## TASK PROMPT
Return the whole listing, keeping every character the same.

───── DATA ROWS

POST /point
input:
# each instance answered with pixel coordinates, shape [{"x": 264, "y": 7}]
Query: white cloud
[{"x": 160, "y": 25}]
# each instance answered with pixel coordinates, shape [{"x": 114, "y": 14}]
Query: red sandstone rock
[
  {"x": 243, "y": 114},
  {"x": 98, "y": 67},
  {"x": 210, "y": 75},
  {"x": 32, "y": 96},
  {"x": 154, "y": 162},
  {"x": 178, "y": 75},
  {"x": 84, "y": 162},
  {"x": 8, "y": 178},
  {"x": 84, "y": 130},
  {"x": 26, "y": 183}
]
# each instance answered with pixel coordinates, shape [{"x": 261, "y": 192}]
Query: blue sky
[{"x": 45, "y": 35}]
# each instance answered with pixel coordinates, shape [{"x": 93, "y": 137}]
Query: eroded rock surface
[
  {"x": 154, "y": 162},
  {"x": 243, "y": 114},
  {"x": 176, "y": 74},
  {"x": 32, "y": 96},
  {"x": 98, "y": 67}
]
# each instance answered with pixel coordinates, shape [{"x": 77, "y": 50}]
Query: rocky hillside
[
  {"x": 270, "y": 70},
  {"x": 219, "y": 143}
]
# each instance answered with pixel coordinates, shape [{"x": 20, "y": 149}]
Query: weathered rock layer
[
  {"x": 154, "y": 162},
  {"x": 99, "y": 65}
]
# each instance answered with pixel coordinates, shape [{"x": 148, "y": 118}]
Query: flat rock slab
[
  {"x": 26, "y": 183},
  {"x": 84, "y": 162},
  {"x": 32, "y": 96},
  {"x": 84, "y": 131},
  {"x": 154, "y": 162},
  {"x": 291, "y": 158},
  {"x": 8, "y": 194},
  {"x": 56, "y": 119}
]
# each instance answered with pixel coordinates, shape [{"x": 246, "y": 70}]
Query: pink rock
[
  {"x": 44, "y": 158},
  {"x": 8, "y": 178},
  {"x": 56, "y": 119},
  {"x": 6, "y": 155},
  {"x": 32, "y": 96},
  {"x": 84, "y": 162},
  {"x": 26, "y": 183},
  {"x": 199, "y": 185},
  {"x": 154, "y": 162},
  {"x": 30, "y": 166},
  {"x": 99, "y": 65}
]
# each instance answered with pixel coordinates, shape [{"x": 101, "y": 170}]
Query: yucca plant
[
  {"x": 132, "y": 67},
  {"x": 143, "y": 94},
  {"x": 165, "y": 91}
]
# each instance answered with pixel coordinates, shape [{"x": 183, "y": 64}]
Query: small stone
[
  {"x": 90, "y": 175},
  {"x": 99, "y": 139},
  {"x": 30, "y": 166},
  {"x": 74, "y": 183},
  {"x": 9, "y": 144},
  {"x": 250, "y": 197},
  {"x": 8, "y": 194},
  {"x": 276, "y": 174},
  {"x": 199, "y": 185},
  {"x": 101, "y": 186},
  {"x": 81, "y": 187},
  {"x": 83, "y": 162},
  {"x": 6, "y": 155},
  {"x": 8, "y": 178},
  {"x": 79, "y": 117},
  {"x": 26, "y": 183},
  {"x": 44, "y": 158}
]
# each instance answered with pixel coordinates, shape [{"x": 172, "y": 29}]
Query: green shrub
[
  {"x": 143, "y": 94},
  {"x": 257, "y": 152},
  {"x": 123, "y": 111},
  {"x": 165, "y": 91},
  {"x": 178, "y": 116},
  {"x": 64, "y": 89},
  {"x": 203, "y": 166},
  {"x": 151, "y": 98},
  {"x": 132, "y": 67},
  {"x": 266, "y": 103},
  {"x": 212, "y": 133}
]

──────────

## RESPONSE TO THIS TASK
POST /point
input:
# each instance answered with pixel coordinates, shape [{"x": 264, "y": 7}]
Query: white cloud
[{"x": 160, "y": 25}]
# each instance answered with pixel coordinates, shape [{"x": 114, "y": 14}]
Query: red sandstone rock
[
  {"x": 243, "y": 114},
  {"x": 98, "y": 67},
  {"x": 210, "y": 75},
  {"x": 32, "y": 96},
  {"x": 154, "y": 162},
  {"x": 178, "y": 75},
  {"x": 84, "y": 162},
  {"x": 8, "y": 178},
  {"x": 84, "y": 130},
  {"x": 26, "y": 183}
]
# each instance answered with pixel coordinates, shape [{"x": 261, "y": 192}]
Query: blue sky
[{"x": 45, "y": 35}]
# each instance answered with pixel coordinates, shape [{"x": 93, "y": 137}]
Query: eroded rock surface
[
  {"x": 154, "y": 162},
  {"x": 243, "y": 114},
  {"x": 176, "y": 74},
  {"x": 32, "y": 96},
  {"x": 98, "y": 67}
]
# each instance answered with pixel coordinates, shape [{"x": 77, "y": 50}]
Query: rocky hillside
[
  {"x": 270, "y": 70},
  {"x": 219, "y": 143}
]
# each instance answered with pixel coordinates, shape [{"x": 20, "y": 149}]
Query: weathered rock layer
[
  {"x": 154, "y": 162},
  {"x": 99, "y": 65}
]
# each instance answered with pixel coordinates, shape [{"x": 148, "y": 118}]
Query: flat rock slab
[
  {"x": 26, "y": 183},
  {"x": 84, "y": 162},
  {"x": 32, "y": 96},
  {"x": 84, "y": 131},
  {"x": 154, "y": 162},
  {"x": 291, "y": 158},
  {"x": 8, "y": 194},
  {"x": 56, "y": 119}
]
# each instance answered with pixel coordinates, shape [{"x": 246, "y": 70}]
Query: pink rock
[
  {"x": 44, "y": 158},
  {"x": 8, "y": 178},
  {"x": 56, "y": 119},
  {"x": 6, "y": 155},
  {"x": 32, "y": 96},
  {"x": 84, "y": 162},
  {"x": 26, "y": 183},
  {"x": 199, "y": 185},
  {"x": 154, "y": 162},
  {"x": 30, "y": 166},
  {"x": 99, "y": 65}
]
# each instance answered with pixel coordinates, shape [{"x": 101, "y": 170}]
Query: yucca plant
[
  {"x": 132, "y": 67},
  {"x": 143, "y": 94},
  {"x": 165, "y": 91}
]
# each instance answered with pixel coordinates, shape [{"x": 183, "y": 64}]
Query: small stone
[
  {"x": 90, "y": 175},
  {"x": 99, "y": 139},
  {"x": 30, "y": 166},
  {"x": 74, "y": 183},
  {"x": 9, "y": 144},
  {"x": 250, "y": 197},
  {"x": 8, "y": 194},
  {"x": 276, "y": 174},
  {"x": 199, "y": 185},
  {"x": 101, "y": 186},
  {"x": 81, "y": 187},
  {"x": 83, "y": 162},
  {"x": 6, "y": 155},
  {"x": 8, "y": 178},
  {"x": 79, "y": 117},
  {"x": 26, "y": 183},
  {"x": 44, "y": 158}
]
# each instance answered with pixel coordinates, shape [{"x": 172, "y": 29}]
Query: green shrub
[
  {"x": 143, "y": 94},
  {"x": 257, "y": 152},
  {"x": 123, "y": 111},
  {"x": 165, "y": 91},
  {"x": 178, "y": 116},
  {"x": 64, "y": 89},
  {"x": 203, "y": 166},
  {"x": 151, "y": 98},
  {"x": 132, "y": 67},
  {"x": 266, "y": 103},
  {"x": 212, "y": 133}
]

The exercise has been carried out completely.